### De opdracht:
Beantwoord alsjeblieft deze vragen over de tekst:
1. Waar ging de ik-persoon vele jaren 's zomers met de familie naartoe?
2. Welke natuur leerde de ik-persoon daardoor kennen?
3. Waarvoor kreeg de ik-persoon weer tijd toen de privélessen aan anderen konden worden overgedragen?

### Gegeven tekst:
..............................

Een groot deel van mijn jeugd is met deze taak vergroeid. Vele jaren ging ik ’s zomers met de familie naar de Attersee in Salzkammergut, waardoor ik de heerlijke natuur van de Oostenrijkse Alpen leerde kennen. Langzamerhand kon ik de privélessen, die ik eerst nog had aangehouden bij mijn pedagogische taak, aan anderen overdragen, waardoor ik weer tijd kreeg voor mijn eigen studie.

..............................

### Vermelde gegevens:
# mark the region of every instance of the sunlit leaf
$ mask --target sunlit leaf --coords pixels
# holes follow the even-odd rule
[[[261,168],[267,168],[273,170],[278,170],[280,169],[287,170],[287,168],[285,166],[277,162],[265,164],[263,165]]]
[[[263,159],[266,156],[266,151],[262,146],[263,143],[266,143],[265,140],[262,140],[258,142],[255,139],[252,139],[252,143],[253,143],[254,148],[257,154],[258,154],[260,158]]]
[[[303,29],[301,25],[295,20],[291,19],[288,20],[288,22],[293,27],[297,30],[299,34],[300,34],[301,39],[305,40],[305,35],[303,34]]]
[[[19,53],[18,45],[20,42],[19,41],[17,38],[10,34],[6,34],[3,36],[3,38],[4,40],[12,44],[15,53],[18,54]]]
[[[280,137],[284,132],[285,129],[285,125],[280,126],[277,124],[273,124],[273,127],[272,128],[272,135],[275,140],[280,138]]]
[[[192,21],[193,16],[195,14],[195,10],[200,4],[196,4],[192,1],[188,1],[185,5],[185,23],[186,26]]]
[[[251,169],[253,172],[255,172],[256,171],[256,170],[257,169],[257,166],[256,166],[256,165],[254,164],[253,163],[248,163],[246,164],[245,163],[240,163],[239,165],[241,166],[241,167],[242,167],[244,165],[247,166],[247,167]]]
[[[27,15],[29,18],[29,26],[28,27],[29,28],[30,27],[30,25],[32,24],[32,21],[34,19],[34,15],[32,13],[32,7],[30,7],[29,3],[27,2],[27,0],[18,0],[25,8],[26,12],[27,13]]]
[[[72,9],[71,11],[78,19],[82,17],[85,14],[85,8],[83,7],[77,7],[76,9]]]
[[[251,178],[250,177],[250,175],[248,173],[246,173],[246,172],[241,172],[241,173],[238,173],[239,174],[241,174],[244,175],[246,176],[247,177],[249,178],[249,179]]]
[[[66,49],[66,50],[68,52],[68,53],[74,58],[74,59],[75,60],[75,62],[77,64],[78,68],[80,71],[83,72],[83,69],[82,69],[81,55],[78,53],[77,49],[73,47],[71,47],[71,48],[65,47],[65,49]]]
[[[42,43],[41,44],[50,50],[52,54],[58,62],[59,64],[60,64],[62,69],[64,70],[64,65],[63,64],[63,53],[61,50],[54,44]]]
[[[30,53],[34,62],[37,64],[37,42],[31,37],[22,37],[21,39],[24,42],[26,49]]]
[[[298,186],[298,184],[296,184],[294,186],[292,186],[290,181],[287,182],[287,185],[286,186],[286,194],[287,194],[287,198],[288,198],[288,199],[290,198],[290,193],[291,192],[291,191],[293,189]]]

..............................

### Antwoord opdracht:
1. Naar de Attersee in Salzkammergut.
2. De natuur van de Oostenrijkse Alpen.
3. Voor de eigen studie.